### Selected passage:

⟨

LOL I'm tempted to buy the DVD's and I can't wait to see where they take the next season.


----------



## Zurgh

Here's how they do it on Broadway...:googly:






Every one in Casa de Zurgh is now caught up & not so patiently waiting for the next season...


----------



## Copchick

^ Lol, I had to stop it so that it wouldn't become a songworm in my head. My library is too slow with the third season becoming available, some people watch it way too slow, wth! I ordered all three seasons on Amazon. FYI, it's much cheaper than any store. $14.99 for season 1. $24.99 for the other two seasons. Can't wait to get season three to get caught up to you guys!


----------



## DandyBrit

Andrew and David - didn't know you could sing that well!


----------



## Copchick

I got my 3 seasons of The Walking Dead DVD's from Amazon today and I started to watch the 3rd season. I watched 4 episodes. Just now I am recovering from seeing Rick in so much emotional pain when he realizes that Lori is dead after having the baby. Wow, what an episode! I can't believe how attached to these characters that I've gotten. Poor Rick, and Carl too for having to off Lori. Sad...and just...wow.

⟩

### To do:
**A)** Translate this sentence from the forum thread into Spanish: "I can't believe how attached to these characters that I've gotten."
**B)** According to the forum thread, what price on Amazon does Copchick give for season 1?

### Data records:
⟨

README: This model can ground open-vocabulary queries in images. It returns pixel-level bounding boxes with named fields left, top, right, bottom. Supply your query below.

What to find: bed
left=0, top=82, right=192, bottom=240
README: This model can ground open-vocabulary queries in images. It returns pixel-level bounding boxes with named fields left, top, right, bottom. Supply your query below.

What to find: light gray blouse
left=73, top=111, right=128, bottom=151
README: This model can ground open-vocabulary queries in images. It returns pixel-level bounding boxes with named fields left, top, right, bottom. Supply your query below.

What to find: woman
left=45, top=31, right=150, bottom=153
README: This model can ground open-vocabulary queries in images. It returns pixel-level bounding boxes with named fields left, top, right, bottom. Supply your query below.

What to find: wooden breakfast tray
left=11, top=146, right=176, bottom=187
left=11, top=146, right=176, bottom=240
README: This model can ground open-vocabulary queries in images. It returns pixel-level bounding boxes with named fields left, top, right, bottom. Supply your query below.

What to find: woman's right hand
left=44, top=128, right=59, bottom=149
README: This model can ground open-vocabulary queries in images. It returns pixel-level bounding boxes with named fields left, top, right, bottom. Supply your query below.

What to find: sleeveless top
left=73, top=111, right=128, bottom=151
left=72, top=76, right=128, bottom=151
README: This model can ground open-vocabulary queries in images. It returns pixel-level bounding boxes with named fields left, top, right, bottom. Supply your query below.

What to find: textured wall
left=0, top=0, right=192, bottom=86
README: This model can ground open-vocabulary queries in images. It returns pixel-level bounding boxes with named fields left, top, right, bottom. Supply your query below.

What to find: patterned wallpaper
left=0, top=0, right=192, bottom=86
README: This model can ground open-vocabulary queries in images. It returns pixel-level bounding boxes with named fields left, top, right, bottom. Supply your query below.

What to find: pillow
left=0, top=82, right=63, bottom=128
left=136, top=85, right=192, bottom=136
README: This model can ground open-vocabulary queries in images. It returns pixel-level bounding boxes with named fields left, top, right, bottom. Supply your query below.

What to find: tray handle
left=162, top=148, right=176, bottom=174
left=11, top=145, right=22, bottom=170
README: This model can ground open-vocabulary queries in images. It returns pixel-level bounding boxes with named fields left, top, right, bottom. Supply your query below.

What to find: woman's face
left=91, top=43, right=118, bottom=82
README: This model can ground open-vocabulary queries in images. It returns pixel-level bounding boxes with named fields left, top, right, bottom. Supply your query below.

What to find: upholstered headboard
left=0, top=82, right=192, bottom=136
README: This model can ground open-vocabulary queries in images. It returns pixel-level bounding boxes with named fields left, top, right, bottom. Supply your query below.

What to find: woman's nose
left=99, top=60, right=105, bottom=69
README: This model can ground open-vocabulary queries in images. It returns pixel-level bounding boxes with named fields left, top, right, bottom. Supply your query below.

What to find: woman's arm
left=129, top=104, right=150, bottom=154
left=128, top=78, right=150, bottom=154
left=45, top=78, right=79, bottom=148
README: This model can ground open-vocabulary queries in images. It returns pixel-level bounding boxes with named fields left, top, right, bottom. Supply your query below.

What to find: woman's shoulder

⟩

### Exercise answers:
**A)** No puedo creer cuánto cariño les he tomado a estos personajes.

**B)** $14.99